Dataset records

☆ ☆ ☆ ☆ ☆ ☆ ☆

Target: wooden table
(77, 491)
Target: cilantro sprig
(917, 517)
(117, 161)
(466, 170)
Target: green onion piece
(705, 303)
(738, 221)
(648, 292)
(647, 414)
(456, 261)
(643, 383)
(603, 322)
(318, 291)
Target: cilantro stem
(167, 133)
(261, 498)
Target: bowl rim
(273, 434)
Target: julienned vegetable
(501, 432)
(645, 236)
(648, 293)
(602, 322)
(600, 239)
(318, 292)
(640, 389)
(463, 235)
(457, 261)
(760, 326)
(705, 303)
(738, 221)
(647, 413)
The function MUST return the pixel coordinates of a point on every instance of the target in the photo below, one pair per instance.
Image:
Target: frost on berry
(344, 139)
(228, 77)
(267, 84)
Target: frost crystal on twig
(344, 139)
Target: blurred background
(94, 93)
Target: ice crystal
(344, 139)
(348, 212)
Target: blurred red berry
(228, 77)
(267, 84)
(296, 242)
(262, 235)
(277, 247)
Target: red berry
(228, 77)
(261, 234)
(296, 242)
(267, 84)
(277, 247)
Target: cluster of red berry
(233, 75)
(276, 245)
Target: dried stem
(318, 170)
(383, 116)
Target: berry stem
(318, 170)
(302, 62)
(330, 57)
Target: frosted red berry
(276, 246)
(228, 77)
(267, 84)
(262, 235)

☆ ☆ ☆ ☆ ☆ ☆ ☆

■ PROBLEM TO SOLVE ■
Copy only the stretch running from the line containing "Target: cilantro sprig" to the final line of the entries, both ends included, exactly as it stands.

■ FULL OUTPUT ■
Target: cilantro sprig
(917, 517)
(117, 161)
(466, 170)
Target: green onion piece
(705, 303)
(738, 221)
(648, 292)
(647, 414)
(456, 261)
(643, 383)
(603, 322)
(318, 291)
Target: cilantro stem
(167, 133)
(261, 498)
Target: bowl rim
(273, 434)
Target: julienned vegetable
(501, 432)
(645, 236)
(648, 293)
(602, 322)
(600, 239)
(318, 292)
(640, 389)
(463, 235)
(457, 261)
(760, 326)
(705, 303)
(738, 221)
(647, 413)
The function MUST return the pixel coordinates of a point on every instance of the target in the photo below, one pair per instance.
Image:
Target: frost on berry
(344, 139)
(228, 77)
(267, 84)
Target: frost crystal on twig
(344, 139)
Target: blurred background
(94, 93)
Target: ice crystal
(344, 139)
(348, 212)
Target: blurred red berry
(228, 77)
(267, 84)
(296, 242)
(262, 235)
(277, 247)
Target: red berry
(228, 77)
(261, 234)
(296, 242)
(267, 84)
(277, 247)
Target: cluster of red berry
(233, 75)
(276, 245)
Target: dried stem
(318, 170)
(383, 116)
Target: berry stem
(318, 170)
(302, 62)
(330, 57)
Target: frosted red berry
(276, 246)
(228, 77)
(267, 84)
(262, 235)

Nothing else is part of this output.